Entries for pointing and labeling:
****************
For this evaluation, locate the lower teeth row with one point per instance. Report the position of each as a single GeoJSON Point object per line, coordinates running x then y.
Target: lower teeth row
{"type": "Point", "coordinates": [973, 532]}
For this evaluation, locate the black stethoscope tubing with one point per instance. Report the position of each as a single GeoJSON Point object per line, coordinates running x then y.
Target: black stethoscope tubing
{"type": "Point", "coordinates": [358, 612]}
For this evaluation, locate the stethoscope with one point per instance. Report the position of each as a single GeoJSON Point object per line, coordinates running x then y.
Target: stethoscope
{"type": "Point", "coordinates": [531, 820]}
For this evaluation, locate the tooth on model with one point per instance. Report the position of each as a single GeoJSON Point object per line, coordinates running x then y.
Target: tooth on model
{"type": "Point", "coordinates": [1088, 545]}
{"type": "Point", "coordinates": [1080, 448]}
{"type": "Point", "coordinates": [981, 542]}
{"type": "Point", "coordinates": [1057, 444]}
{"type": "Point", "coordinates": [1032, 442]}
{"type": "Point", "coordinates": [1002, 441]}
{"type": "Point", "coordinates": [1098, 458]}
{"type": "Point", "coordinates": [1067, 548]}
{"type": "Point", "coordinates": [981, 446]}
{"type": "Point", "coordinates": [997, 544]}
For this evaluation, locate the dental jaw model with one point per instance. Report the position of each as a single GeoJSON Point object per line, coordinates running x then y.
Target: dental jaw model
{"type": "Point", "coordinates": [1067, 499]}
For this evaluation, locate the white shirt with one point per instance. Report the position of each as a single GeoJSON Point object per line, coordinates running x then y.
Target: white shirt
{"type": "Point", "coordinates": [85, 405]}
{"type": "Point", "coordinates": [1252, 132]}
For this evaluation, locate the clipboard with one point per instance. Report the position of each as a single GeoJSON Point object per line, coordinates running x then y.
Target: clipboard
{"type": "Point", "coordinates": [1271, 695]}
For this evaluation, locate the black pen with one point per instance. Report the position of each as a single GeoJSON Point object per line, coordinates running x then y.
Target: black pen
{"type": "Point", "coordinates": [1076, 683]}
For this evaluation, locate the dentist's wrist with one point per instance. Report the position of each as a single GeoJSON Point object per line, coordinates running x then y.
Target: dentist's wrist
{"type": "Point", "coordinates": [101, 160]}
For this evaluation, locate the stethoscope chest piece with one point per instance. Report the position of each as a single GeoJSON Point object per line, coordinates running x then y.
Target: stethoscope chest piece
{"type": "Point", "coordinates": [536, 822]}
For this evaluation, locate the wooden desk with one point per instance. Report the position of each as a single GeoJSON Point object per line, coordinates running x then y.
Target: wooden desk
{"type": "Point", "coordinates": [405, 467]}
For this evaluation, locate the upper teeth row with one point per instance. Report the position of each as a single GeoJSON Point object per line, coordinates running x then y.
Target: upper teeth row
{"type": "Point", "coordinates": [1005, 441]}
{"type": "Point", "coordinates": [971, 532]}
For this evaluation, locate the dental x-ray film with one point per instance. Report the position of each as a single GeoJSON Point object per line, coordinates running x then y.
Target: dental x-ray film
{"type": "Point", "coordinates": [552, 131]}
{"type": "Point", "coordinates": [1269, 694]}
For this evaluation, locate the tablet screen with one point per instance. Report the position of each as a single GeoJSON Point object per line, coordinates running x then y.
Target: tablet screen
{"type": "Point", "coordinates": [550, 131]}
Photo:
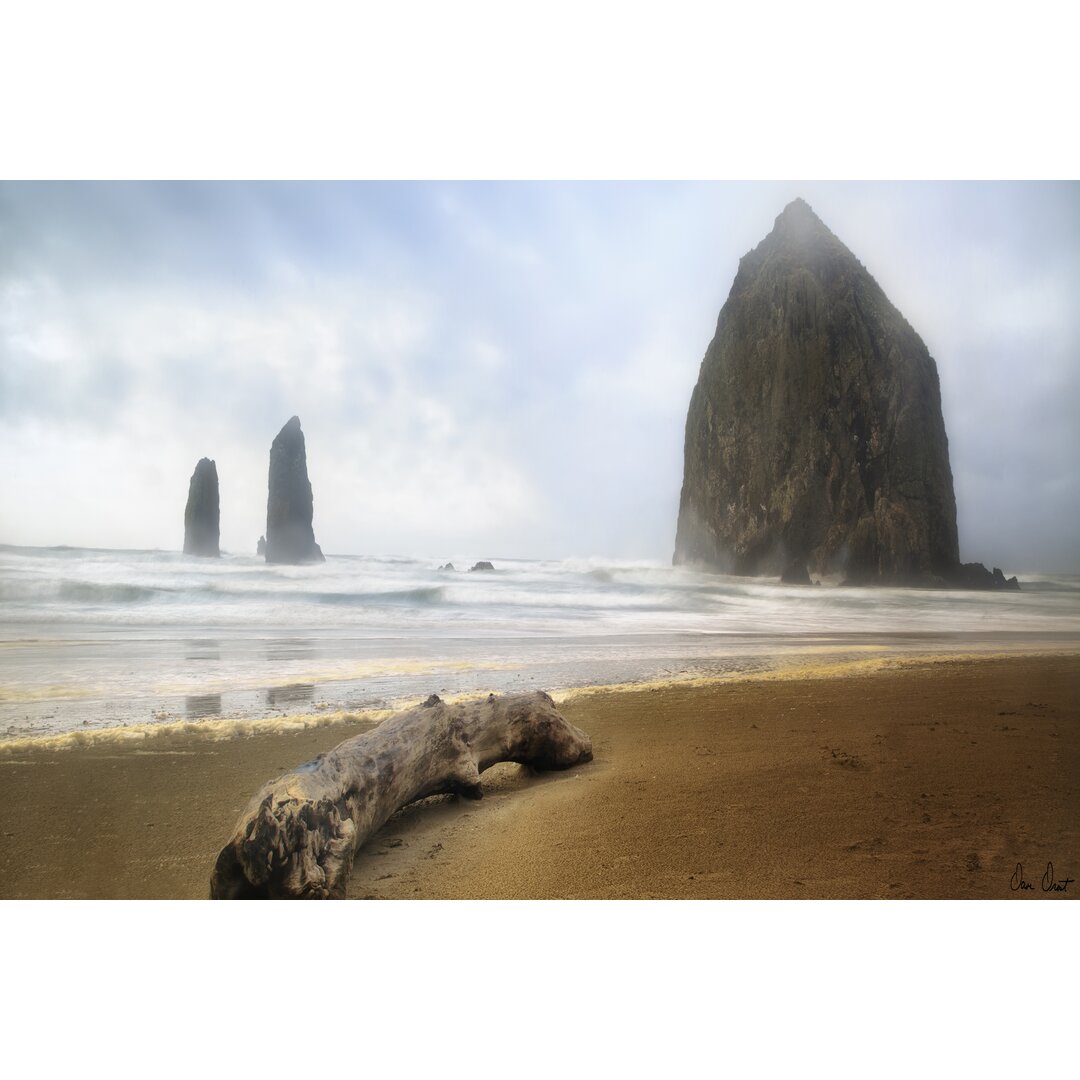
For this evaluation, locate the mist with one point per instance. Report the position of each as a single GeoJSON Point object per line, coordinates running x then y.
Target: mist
{"type": "Point", "coordinates": [486, 369]}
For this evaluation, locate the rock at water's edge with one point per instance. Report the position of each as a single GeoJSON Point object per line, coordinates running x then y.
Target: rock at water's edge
{"type": "Point", "coordinates": [289, 537]}
{"type": "Point", "coordinates": [202, 515]}
{"type": "Point", "coordinates": [795, 574]}
{"type": "Point", "coordinates": [814, 434]}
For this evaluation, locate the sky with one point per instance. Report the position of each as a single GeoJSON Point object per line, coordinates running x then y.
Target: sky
{"type": "Point", "coordinates": [488, 369]}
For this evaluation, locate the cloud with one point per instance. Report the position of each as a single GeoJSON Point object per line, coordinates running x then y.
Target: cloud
{"type": "Point", "coordinates": [497, 368]}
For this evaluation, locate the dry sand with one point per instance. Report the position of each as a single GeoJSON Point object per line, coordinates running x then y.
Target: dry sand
{"type": "Point", "coordinates": [928, 779]}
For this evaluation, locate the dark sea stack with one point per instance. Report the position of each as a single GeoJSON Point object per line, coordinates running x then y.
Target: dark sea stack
{"type": "Point", "coordinates": [795, 574]}
{"type": "Point", "coordinates": [202, 515]}
{"type": "Point", "coordinates": [814, 435]}
{"type": "Point", "coordinates": [289, 507]}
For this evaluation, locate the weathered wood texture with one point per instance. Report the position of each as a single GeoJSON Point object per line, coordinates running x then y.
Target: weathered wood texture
{"type": "Point", "coordinates": [299, 834]}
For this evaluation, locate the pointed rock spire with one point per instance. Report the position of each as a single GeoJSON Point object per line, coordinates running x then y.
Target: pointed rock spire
{"type": "Point", "coordinates": [202, 515]}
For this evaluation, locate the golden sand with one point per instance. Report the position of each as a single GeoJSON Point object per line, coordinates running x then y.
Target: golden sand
{"type": "Point", "coordinates": [877, 778]}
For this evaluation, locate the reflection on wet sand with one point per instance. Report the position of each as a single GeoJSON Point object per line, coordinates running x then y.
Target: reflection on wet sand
{"type": "Point", "coordinates": [200, 649]}
{"type": "Point", "coordinates": [198, 705]}
{"type": "Point", "coordinates": [288, 648]}
{"type": "Point", "coordinates": [292, 694]}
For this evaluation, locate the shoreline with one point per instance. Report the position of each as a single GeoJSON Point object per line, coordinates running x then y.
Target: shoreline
{"type": "Point", "coordinates": [906, 777]}
{"type": "Point", "coordinates": [784, 667]}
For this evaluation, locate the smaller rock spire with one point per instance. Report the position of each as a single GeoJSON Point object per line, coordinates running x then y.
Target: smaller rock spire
{"type": "Point", "coordinates": [202, 516]}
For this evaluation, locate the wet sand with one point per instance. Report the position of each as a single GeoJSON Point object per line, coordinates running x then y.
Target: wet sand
{"type": "Point", "coordinates": [899, 780]}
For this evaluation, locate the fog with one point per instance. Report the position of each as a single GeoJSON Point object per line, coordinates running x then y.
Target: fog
{"type": "Point", "coordinates": [487, 369]}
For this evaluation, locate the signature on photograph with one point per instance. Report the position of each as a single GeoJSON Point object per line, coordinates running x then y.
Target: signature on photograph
{"type": "Point", "coordinates": [1049, 883]}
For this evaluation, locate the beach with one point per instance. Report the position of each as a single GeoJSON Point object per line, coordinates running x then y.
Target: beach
{"type": "Point", "coordinates": [909, 778]}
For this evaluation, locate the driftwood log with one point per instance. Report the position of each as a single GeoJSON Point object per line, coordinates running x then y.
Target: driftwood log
{"type": "Point", "coordinates": [299, 834]}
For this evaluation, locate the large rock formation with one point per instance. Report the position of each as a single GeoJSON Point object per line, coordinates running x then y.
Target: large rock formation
{"type": "Point", "coordinates": [202, 515]}
{"type": "Point", "coordinates": [289, 507]}
{"type": "Point", "coordinates": [814, 433]}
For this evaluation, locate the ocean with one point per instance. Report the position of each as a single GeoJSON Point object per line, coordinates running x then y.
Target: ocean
{"type": "Point", "coordinates": [95, 639]}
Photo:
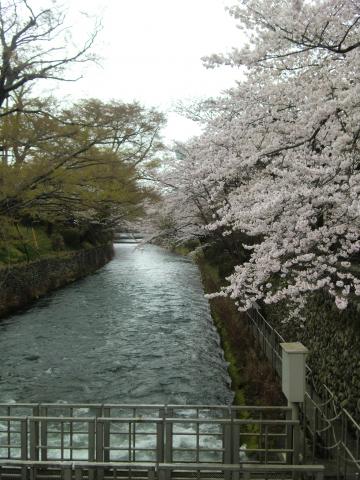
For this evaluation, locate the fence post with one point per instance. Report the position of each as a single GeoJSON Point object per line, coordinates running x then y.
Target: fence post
{"type": "Point", "coordinates": [43, 433]}
{"type": "Point", "coordinates": [294, 384]}
{"type": "Point", "coordinates": [106, 432]}
{"type": "Point", "coordinates": [34, 439]}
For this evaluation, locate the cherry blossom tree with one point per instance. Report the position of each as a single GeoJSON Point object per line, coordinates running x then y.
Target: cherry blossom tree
{"type": "Point", "coordinates": [279, 158]}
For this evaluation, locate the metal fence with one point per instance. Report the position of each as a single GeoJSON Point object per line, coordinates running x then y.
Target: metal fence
{"type": "Point", "coordinates": [330, 432]}
{"type": "Point", "coordinates": [32, 470]}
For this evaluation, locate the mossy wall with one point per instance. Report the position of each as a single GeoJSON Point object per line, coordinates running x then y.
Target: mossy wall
{"type": "Point", "coordinates": [22, 283]}
{"type": "Point", "coordinates": [253, 381]}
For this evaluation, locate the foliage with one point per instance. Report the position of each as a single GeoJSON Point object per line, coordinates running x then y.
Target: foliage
{"type": "Point", "coordinates": [82, 167]}
{"type": "Point", "coordinates": [275, 175]}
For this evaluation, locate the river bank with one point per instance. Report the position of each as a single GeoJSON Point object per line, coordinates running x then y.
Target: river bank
{"type": "Point", "coordinates": [252, 378]}
{"type": "Point", "coordinates": [137, 331]}
{"type": "Point", "coordinates": [22, 283]}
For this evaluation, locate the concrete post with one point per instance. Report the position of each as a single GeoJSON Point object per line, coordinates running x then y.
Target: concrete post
{"type": "Point", "coordinates": [293, 371]}
{"type": "Point", "coordinates": [294, 384]}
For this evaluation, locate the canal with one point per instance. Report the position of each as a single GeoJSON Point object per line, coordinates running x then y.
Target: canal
{"type": "Point", "coordinates": [137, 331]}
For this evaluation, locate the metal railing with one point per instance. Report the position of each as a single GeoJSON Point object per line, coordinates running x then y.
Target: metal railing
{"type": "Point", "coordinates": [195, 434]}
{"type": "Point", "coordinates": [330, 432]}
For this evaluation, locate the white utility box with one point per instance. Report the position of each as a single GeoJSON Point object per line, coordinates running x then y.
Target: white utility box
{"type": "Point", "coordinates": [293, 370]}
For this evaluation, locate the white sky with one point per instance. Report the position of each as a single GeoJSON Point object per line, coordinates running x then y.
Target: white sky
{"type": "Point", "coordinates": [151, 52]}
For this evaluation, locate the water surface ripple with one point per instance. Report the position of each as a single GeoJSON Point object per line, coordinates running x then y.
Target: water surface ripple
{"type": "Point", "coordinates": [137, 331]}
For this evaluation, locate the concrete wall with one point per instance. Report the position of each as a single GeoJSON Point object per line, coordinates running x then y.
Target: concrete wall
{"type": "Point", "coordinates": [333, 339]}
{"type": "Point", "coordinates": [23, 283]}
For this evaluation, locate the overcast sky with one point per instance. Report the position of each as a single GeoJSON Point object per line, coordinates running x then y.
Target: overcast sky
{"type": "Point", "coordinates": [151, 52]}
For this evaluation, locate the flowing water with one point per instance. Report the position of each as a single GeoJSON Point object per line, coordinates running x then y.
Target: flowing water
{"type": "Point", "coordinates": [137, 331]}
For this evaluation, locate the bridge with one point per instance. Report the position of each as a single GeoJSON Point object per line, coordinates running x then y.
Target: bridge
{"type": "Point", "coordinates": [63, 441]}
{"type": "Point", "coordinates": [127, 237]}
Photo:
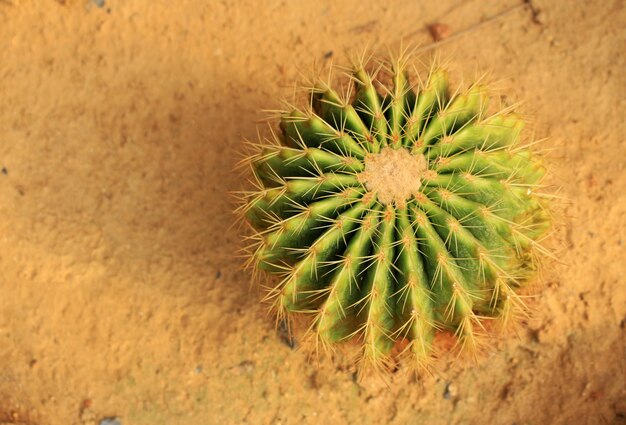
****************
__AIM__: Tally the lines in the listing above that contain the word "lower". Reply with the number alone.

__FULL SOLUTION__: 2